►

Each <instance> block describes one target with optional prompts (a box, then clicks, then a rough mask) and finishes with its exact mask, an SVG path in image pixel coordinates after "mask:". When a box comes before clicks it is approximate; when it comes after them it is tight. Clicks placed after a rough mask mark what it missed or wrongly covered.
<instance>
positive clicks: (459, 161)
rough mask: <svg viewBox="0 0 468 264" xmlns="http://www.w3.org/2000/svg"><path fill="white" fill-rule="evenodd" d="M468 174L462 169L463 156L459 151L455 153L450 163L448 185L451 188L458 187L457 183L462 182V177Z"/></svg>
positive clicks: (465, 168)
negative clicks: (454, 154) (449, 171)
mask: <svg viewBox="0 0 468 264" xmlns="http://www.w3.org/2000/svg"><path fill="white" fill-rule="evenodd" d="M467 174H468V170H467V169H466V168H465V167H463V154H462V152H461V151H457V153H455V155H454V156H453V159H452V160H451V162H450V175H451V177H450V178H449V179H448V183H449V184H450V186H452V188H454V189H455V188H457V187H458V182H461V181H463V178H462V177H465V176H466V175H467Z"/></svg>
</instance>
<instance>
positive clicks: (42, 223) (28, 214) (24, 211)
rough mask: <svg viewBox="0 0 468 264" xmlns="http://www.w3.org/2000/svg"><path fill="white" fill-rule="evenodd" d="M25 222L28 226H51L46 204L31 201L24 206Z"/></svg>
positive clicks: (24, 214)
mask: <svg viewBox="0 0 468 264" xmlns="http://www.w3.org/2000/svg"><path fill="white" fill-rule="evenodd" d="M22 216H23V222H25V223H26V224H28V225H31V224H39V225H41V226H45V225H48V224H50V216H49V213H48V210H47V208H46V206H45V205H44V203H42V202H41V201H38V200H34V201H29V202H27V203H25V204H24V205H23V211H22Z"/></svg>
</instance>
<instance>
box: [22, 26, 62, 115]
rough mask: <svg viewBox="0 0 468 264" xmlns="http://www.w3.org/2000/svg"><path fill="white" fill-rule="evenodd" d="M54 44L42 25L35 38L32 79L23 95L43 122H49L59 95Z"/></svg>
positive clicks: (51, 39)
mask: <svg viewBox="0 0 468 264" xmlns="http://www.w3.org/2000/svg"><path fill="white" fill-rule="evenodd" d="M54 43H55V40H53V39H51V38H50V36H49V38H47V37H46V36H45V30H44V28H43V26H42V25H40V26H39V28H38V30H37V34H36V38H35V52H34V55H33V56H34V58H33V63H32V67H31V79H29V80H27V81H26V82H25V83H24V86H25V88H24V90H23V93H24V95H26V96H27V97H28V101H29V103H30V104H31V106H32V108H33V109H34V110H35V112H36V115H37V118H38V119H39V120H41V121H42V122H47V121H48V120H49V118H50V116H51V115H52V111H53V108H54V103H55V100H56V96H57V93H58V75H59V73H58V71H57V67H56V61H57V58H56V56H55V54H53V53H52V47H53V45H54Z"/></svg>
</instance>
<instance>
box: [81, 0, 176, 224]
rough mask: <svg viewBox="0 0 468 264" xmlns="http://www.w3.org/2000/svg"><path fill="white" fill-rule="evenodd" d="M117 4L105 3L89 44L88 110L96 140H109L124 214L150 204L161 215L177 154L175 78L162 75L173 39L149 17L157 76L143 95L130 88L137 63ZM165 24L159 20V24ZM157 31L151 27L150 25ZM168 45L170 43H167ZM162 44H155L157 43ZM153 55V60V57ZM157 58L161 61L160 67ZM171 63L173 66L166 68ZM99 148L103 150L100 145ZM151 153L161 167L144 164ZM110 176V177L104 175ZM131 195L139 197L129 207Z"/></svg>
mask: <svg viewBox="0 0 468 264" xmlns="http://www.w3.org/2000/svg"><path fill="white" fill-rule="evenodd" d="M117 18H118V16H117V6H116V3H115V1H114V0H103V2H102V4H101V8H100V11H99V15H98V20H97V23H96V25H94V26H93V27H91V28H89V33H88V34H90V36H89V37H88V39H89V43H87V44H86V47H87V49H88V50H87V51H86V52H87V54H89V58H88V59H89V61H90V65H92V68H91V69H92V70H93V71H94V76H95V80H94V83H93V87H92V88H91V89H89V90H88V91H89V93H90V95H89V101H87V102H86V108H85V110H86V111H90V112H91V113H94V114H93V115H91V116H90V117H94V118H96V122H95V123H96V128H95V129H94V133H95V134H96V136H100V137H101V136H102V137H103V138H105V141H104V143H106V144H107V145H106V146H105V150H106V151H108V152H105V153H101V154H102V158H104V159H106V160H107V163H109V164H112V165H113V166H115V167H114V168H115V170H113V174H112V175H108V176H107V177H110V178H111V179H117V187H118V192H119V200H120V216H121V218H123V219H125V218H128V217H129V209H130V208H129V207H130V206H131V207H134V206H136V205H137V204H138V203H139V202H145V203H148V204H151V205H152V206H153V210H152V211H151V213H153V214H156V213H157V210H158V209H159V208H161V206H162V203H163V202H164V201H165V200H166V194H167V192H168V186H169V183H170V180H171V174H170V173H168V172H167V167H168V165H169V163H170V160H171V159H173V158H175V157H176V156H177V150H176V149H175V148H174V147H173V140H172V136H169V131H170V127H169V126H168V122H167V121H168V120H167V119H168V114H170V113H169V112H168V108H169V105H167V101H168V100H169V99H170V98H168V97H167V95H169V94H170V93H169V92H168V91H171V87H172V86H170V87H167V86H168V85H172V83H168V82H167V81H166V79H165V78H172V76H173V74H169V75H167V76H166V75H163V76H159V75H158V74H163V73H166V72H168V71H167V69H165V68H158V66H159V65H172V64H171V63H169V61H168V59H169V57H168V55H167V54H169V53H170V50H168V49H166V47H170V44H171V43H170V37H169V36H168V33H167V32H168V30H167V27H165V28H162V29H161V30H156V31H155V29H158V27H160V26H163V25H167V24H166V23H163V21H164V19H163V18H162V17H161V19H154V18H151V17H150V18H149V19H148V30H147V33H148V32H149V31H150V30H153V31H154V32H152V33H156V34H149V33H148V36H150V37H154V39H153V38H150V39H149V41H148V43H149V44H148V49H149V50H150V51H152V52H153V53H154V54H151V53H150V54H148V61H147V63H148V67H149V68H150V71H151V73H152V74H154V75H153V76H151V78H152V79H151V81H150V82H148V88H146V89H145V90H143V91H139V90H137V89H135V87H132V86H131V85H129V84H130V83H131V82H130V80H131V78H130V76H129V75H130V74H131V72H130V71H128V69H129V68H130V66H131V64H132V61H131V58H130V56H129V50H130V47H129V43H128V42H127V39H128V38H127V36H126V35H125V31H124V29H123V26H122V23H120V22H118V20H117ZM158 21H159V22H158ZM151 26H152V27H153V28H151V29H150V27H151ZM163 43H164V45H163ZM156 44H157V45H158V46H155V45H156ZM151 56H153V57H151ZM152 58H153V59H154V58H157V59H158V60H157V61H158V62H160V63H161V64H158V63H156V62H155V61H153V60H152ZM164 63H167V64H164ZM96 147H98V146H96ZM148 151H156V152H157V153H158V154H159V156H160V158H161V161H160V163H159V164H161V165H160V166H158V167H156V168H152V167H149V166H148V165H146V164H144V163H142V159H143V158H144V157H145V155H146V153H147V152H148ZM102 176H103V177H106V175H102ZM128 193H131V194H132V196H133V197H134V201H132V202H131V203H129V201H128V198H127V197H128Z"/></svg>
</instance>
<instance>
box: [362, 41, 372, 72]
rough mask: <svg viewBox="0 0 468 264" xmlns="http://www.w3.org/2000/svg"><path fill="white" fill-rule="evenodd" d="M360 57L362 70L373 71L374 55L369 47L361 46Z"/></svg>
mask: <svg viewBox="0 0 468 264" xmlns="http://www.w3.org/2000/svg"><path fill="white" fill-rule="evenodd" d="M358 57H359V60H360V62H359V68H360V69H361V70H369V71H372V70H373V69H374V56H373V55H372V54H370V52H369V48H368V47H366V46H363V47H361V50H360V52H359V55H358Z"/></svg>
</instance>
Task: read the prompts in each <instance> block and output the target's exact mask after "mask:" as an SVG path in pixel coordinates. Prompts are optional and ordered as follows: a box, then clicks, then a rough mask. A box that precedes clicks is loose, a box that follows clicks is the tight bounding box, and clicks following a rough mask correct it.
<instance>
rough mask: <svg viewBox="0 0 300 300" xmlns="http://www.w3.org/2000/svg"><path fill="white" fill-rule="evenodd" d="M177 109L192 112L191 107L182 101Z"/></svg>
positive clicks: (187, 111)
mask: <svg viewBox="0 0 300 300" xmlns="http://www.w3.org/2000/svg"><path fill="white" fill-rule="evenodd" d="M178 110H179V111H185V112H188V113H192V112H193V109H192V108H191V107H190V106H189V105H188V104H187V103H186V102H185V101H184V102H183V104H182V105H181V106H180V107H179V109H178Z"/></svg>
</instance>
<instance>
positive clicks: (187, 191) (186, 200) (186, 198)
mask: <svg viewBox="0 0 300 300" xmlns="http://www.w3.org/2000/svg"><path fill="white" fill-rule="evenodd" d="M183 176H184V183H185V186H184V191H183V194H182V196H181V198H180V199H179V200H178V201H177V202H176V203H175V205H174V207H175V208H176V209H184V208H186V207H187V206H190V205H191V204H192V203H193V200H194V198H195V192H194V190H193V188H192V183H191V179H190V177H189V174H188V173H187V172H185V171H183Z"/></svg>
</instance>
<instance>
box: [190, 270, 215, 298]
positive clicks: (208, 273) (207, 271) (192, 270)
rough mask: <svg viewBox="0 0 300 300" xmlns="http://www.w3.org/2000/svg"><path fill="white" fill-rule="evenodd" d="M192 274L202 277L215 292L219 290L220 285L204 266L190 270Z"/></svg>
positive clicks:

◄

SOAL —
Kumpulkan setiap baris dari daftar di atas yang mengandung kata "positive". Huruf besar dan huruf kecil dibedakan.

PENYELESAIAN SOAL —
positive clicks: (459, 161)
positive clicks: (465, 168)
positive clicks: (42, 223) (28, 214) (24, 211)
positive clicks: (24, 214)
positive clicks: (51, 39)
positive clicks: (187, 111)
positive clicks: (187, 191) (186, 200) (186, 198)
positive clicks: (208, 273) (207, 271) (192, 270)
positive clicks:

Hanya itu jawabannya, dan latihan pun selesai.